_INSTRUCTIONS TO FOLLOW_:
State how many lines in the records below contain the word "rocky". Reply with the number alone.

_Records from a dataset_:
--------------------

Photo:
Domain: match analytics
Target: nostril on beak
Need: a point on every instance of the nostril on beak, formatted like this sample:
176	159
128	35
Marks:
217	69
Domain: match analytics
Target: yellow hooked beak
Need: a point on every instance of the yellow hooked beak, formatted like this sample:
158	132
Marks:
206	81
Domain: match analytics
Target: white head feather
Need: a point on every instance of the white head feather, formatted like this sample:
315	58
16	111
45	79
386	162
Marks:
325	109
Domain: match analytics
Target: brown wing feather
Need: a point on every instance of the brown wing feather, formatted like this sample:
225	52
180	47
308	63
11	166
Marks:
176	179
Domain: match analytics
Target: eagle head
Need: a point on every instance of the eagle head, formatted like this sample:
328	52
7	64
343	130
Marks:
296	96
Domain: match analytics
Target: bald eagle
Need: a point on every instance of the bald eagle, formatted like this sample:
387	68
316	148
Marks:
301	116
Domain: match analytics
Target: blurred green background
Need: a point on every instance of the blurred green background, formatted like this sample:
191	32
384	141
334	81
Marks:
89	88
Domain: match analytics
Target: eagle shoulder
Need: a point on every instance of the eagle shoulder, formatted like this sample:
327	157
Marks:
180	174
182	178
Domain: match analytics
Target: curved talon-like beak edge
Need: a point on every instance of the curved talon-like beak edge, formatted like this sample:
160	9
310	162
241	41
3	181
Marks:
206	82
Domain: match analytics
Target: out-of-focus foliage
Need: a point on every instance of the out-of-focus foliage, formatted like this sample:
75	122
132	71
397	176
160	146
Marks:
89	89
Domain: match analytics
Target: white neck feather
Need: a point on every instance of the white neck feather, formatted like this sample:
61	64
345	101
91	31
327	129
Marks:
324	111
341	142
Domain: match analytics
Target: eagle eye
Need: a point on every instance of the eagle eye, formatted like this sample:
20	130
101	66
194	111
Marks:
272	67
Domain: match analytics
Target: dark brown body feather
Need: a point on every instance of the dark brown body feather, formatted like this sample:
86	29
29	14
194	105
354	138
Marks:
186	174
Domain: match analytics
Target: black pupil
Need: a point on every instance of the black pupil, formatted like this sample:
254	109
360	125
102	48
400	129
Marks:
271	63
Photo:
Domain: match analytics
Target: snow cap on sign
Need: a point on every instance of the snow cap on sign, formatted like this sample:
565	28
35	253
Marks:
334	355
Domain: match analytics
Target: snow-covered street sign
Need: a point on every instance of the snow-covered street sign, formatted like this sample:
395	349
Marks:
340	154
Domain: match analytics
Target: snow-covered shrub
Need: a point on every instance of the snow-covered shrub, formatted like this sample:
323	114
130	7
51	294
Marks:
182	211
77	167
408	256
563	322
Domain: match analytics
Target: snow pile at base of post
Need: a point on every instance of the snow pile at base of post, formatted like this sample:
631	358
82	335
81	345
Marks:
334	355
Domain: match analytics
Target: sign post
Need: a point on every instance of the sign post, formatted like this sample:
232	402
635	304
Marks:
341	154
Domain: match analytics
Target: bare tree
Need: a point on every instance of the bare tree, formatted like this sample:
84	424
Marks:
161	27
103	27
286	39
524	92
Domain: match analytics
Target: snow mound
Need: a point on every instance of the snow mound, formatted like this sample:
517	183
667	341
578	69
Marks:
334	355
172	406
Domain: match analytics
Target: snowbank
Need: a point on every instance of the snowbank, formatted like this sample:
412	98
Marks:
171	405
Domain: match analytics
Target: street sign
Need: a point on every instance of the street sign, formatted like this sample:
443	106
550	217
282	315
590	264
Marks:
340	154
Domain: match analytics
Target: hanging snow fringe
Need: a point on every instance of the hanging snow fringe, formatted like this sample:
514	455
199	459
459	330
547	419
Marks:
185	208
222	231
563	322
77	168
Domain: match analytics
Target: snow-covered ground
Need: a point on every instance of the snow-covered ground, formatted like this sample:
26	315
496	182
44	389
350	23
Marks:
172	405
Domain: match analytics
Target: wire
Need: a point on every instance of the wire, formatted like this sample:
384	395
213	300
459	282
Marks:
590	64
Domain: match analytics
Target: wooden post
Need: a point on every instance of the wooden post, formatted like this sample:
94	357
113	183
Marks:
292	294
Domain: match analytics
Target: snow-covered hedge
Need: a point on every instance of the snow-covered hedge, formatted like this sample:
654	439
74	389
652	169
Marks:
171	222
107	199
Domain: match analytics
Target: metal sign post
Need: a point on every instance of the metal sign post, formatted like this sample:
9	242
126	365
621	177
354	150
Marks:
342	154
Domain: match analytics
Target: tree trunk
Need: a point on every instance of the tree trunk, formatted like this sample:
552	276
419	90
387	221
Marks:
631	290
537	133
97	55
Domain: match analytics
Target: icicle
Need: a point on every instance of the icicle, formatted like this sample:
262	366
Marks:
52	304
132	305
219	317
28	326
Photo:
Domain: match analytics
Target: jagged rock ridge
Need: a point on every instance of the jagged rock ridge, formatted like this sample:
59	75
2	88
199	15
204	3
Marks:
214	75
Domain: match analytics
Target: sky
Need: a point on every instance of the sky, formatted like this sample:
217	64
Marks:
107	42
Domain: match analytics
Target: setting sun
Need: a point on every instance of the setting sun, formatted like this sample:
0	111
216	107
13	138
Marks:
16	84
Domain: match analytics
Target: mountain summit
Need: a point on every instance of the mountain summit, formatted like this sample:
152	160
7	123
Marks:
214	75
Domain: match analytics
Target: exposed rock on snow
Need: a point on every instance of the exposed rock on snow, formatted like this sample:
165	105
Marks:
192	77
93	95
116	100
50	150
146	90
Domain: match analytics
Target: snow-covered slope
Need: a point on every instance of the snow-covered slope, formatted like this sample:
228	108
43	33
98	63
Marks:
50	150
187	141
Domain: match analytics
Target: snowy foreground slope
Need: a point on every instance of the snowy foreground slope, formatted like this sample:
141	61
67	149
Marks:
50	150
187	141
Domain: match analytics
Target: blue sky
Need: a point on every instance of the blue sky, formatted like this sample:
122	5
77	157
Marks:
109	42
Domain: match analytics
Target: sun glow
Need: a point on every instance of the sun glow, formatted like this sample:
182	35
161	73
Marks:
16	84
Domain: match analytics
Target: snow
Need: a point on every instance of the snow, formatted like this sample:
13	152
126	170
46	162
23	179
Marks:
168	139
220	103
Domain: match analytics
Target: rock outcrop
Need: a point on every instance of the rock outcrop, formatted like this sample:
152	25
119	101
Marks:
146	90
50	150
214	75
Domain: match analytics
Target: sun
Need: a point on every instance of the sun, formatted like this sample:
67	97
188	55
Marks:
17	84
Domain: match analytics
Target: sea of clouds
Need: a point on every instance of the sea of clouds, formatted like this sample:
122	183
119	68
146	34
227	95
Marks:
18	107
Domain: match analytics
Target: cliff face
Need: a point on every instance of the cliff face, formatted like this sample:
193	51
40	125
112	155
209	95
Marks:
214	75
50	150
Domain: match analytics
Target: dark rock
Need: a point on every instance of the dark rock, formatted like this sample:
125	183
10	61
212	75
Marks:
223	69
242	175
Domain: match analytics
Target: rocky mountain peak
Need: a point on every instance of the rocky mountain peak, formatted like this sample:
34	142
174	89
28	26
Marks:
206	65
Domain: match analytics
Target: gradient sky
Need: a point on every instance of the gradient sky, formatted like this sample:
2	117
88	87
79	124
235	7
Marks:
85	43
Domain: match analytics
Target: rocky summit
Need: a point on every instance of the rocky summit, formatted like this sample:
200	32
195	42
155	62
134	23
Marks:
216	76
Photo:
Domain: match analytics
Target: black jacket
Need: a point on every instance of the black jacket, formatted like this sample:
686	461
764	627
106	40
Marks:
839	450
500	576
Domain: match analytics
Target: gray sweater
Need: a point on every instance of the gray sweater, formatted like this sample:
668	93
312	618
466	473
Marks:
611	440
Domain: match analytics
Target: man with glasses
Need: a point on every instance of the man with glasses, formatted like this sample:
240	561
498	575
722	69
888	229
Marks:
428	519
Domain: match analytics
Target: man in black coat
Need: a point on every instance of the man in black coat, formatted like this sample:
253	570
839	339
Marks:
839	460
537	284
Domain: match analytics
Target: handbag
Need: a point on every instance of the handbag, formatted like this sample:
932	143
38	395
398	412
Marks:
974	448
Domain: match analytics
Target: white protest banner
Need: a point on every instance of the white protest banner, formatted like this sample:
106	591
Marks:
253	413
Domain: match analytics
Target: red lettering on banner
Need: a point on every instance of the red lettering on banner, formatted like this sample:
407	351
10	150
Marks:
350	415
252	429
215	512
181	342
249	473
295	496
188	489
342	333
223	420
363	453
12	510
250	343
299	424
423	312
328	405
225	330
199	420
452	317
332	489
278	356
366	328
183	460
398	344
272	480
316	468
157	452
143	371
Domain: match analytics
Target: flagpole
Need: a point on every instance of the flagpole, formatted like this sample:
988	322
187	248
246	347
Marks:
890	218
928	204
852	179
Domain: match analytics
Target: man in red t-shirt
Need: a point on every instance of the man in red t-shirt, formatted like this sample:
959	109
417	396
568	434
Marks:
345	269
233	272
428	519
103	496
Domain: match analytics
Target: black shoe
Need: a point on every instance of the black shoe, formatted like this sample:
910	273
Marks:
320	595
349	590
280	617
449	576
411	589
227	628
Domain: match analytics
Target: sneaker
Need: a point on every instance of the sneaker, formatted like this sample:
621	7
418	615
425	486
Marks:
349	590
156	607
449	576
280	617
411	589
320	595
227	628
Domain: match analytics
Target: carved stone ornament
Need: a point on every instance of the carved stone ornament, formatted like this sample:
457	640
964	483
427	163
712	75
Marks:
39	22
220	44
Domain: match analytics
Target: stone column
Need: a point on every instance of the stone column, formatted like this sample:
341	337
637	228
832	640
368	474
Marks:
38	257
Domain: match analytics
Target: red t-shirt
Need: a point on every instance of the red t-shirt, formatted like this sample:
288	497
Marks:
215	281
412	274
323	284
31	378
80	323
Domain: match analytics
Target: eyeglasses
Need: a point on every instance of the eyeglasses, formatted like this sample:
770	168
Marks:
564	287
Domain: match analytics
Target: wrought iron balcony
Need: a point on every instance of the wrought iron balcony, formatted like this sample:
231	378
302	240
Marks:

--------------------

_WRITTEN RESPONSE_:
4